START DATASET RECORDS

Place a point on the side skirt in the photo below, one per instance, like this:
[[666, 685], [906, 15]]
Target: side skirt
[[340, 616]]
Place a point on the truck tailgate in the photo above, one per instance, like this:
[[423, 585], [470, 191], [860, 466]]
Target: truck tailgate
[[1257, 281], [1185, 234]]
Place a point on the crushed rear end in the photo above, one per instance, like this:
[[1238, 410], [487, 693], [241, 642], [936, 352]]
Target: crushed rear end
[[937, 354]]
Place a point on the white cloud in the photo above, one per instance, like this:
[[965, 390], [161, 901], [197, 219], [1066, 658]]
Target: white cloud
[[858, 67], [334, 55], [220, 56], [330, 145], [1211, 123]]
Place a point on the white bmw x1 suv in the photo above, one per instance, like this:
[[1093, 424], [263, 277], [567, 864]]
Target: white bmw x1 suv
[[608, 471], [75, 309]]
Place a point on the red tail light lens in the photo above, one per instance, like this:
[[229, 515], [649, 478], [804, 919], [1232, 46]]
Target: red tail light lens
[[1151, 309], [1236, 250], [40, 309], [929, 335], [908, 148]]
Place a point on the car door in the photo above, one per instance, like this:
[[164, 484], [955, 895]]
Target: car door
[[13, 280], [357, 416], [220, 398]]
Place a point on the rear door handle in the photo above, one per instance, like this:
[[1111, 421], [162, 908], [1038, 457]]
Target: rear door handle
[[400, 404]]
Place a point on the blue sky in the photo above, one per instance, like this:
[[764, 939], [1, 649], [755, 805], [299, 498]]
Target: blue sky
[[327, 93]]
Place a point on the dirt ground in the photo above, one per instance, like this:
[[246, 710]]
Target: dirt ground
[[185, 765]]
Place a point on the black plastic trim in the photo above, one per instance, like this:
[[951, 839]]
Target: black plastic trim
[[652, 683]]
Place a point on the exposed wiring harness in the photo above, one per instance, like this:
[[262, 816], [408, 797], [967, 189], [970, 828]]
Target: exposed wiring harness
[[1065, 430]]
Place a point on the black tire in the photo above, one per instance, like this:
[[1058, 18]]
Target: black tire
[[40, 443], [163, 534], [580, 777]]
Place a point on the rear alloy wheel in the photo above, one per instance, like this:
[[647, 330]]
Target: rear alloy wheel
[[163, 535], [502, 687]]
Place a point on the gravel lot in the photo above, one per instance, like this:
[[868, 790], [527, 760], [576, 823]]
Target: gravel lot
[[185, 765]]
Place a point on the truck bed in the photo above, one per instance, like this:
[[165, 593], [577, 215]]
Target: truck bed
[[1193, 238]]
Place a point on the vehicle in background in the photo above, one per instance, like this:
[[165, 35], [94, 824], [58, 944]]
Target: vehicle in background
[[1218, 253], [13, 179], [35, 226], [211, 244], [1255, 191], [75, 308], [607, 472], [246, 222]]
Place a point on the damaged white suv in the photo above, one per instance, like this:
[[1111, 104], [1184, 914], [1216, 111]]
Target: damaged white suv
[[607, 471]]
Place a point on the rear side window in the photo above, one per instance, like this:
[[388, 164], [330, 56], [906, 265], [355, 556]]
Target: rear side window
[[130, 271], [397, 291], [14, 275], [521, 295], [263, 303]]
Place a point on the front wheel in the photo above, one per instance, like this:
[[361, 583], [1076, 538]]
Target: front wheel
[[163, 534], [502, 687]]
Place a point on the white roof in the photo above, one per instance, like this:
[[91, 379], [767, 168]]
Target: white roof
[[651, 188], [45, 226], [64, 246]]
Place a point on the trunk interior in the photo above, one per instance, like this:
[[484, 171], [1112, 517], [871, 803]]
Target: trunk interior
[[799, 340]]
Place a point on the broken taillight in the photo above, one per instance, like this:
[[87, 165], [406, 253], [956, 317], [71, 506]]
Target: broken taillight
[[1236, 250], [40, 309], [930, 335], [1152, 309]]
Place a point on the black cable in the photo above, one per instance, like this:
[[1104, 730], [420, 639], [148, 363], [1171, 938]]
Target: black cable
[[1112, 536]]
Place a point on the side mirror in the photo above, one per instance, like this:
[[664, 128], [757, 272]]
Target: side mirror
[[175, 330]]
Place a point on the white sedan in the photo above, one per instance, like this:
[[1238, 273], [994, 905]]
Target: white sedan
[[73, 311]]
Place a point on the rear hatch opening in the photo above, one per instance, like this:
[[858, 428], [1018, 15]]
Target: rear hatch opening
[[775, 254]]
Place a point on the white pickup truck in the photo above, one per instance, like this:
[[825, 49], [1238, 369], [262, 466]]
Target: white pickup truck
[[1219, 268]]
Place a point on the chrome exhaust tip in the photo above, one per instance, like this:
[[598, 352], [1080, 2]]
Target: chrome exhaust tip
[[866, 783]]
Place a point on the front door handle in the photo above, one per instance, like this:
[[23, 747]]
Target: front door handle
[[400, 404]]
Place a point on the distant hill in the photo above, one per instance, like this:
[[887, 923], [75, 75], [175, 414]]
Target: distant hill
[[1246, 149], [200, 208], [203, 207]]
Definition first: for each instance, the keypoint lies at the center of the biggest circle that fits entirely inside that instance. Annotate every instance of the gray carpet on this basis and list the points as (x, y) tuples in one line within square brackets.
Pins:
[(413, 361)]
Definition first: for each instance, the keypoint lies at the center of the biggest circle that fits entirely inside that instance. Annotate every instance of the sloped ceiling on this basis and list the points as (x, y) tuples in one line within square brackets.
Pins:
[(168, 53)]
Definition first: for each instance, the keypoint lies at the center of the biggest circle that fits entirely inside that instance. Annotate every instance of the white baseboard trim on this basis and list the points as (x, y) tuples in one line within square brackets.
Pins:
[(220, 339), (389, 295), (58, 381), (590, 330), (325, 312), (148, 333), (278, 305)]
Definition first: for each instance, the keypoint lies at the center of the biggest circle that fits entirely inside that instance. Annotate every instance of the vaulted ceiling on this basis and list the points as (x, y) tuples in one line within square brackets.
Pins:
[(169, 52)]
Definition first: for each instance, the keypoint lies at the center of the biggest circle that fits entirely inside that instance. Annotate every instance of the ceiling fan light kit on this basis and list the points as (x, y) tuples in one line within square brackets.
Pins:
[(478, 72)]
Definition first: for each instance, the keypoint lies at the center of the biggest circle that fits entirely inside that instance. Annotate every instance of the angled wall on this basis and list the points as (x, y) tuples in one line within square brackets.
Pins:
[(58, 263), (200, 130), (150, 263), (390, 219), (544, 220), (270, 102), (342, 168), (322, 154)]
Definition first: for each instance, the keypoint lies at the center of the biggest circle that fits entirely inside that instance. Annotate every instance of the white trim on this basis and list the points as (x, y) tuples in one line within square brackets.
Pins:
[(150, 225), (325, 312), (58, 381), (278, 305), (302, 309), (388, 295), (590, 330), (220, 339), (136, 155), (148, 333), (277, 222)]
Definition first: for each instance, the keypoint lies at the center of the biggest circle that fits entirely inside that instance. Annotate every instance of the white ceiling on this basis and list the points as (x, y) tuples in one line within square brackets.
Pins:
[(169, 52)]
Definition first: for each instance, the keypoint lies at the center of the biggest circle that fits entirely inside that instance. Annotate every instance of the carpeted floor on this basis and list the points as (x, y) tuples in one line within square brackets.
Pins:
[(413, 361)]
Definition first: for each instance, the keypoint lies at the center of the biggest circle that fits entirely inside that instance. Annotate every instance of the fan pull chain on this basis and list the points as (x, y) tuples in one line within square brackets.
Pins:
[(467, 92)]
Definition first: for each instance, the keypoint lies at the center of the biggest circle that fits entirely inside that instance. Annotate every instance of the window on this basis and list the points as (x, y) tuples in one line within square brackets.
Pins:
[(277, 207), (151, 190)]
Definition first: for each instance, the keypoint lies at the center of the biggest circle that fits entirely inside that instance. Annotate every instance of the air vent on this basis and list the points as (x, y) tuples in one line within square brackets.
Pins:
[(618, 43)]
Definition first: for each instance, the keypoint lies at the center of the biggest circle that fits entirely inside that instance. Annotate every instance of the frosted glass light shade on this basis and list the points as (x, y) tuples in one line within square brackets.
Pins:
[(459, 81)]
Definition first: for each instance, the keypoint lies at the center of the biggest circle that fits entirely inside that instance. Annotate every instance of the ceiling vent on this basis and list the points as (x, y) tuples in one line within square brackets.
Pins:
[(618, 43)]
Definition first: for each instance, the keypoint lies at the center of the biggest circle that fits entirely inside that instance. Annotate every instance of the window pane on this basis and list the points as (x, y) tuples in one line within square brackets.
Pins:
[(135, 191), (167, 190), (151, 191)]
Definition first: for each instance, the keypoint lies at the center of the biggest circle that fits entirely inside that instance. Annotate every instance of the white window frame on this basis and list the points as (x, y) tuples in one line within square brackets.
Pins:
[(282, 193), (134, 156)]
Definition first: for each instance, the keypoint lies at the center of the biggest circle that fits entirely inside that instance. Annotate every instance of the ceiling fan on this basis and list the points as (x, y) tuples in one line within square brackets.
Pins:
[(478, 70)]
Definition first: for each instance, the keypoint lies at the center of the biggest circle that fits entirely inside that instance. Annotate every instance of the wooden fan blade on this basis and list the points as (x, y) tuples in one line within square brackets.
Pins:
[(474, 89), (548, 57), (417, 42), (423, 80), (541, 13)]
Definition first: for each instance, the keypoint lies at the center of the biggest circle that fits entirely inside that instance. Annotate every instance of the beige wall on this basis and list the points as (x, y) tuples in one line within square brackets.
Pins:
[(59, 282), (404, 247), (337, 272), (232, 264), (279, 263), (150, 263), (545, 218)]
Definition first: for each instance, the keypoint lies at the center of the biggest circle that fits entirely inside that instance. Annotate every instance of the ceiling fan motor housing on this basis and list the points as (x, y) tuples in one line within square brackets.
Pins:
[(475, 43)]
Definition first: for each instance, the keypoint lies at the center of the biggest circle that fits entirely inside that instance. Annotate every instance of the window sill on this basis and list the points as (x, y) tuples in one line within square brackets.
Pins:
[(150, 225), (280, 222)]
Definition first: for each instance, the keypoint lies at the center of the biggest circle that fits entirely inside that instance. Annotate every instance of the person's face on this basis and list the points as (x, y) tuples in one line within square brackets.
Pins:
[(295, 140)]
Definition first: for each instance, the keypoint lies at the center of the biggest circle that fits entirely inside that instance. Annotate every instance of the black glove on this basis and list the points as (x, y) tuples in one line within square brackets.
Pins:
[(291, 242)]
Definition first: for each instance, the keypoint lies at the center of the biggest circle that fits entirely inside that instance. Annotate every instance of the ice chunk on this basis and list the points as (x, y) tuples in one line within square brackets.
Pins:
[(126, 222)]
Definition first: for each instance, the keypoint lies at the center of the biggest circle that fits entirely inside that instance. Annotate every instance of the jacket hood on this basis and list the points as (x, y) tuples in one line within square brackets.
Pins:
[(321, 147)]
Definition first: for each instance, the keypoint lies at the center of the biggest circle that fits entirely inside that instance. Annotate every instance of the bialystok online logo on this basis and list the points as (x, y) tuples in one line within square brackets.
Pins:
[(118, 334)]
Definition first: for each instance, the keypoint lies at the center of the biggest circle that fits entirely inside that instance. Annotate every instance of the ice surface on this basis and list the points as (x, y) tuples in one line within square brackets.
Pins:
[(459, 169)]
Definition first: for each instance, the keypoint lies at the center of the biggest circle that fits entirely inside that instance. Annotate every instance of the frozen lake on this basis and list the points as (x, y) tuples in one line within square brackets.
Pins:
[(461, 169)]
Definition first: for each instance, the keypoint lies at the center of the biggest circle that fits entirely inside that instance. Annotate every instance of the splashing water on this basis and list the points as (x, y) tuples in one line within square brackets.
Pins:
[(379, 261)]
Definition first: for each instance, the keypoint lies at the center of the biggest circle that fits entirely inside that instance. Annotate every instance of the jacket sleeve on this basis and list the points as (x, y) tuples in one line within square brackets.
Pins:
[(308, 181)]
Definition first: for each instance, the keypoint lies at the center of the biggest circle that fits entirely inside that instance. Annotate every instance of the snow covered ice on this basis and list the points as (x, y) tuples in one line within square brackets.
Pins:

END DATASET RECORDS

- TASK GOAL: Report the lines above that contain "vent".

- RESPONSE FOR THIS EXERCISE:
Definition first: for each instance, the keypoint lies at the center of the biggest circle that fits entirely inside that instance. Annotate every instance of the air vent on this basis and list the points as (x, y) tuples in one line within square brackets.
Definition first: for each instance, the keypoint lies at the center of the biggest circle that fits entirely inside that instance. Annotate every instance of the ceiling vent on this basis and list the points as (x, y) tuples in one line within square brackets.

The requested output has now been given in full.